SOURCE EXTRACT ▸
** start **

Based on various changes with the Statcast download format I am providing updated functions for creating your own pitch-by-pitch database from Statcast using the baseballr package.
First, reinstall the most recent version of baseballr to make sure the data is formatted properly.
Next, you will run the following two functions as outlined in the original post.
Here’s the new code for thew two main functions–annual_statcast_query
and format_append_statcast
:
annual_statcast_query <- function(season) {
data_base_column_types <- read_csv("https://app.box.com/shared/static/q326nuker938n2nduy81au67s2pf9a3j.csv")
dates <- seq.Date(as.Date(paste0(season, '-03-01')),
as.Date(paste0(season, '-12-01')), by = '4 days')
date_grid <- tibble::tibble(start_date = dates,
end_date = dates + 3)
safe_savant <- purrr::safely(scrape_statcast_savant)
payload <- purrr::map(.x = seq_along(date_grid$start_date),
~{message(paste0('\nScraping week of ', date_grid$start_date[.x], '...\n'))
payload <- safe_savant(start_date = date_grid$start_date[.x],
end_date = date_grid$end_date[.x], type = 'pitcher')
return(payload)
})
payload_df <- purrr::map(payload, 'result')

** end **

DATASET EXTRACT ▸
** start **

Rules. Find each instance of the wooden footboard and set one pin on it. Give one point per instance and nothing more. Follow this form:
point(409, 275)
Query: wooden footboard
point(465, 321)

** end **

DIRECTIONS ▸ Resume the post about building a Statcast pitch database with baseballr, continuing directly from the final statement shown.

THE REPLY ▸
number_rows <- purrr::map_df(.x = seq_along(payload_df),
~{number_rows <- tibble::tibble(week = .x,
number_rows = length(payload_df[[.x]]$game_date))}) %>%
dplyr::filter(number_rows > 0) %>%
dplyr::pull(week)
payload_df_reduced <- payload_df[number_rows]
payload_df_reduced_formatted <- purrr::map(.x = seq_along(payload_df_reduced),
~{cols_to_transform <- c("fielder_2", "pitcher_1", "fielder_2_1", "fielder_3",
"fielder_4", "fielder_5", "fielder_6", "fielder_7",
"fielder_8", "fielder_9")
df <- purrr::pluck(payload_df_reduced, .x) %>%
dplyr::mutate_at(.vars = cols_to_transform, as.numeric) %>%
dplyr::mutate_at(.vars = cols_to_transform, function(x) {
ifelse(is.na(x), 999999999, x)
})
character_columns <- data_base_column_types %>%
dplyr::filter(class == "character") %>%
dplyr::pull(variable)
numeric_columns <- data_base_column_types %>%
dplyr::filter(class == "numeric") %>%
dplyr::pull(variable)
integer_columns <- data_base_column_types %>%
dplyr::filter(class == "integer") %>%
dplyr::pull(variable)
df <- df %>%
dplyr::mutate_if(names(df) %in% character_columns, as.character) %>%
dplyr::mutate_if(names(df) %in% numeric_columns, as.numeric) %>%
dplyr::mutate_if(names(df) %in% integer_columns, as.integer)
return(df)
})
combined <- payload_df_reduced_formatted %>%
dplyr::bind_rows()
combined
}
format_append_statcast <- function(df) {
# function for appending new variables to the data set
additional_info <- function(df) {
# apply additional coding for custom variables
df$hit_type <- with(df, ifelse(type == "X" & events == "single", 1,
ifelse(type == "X" & events == "double", 2,
ifelse(type == "X" & events == "triple", 3,
ifelse(type == "X" & events == "home_run", 4, NA)))))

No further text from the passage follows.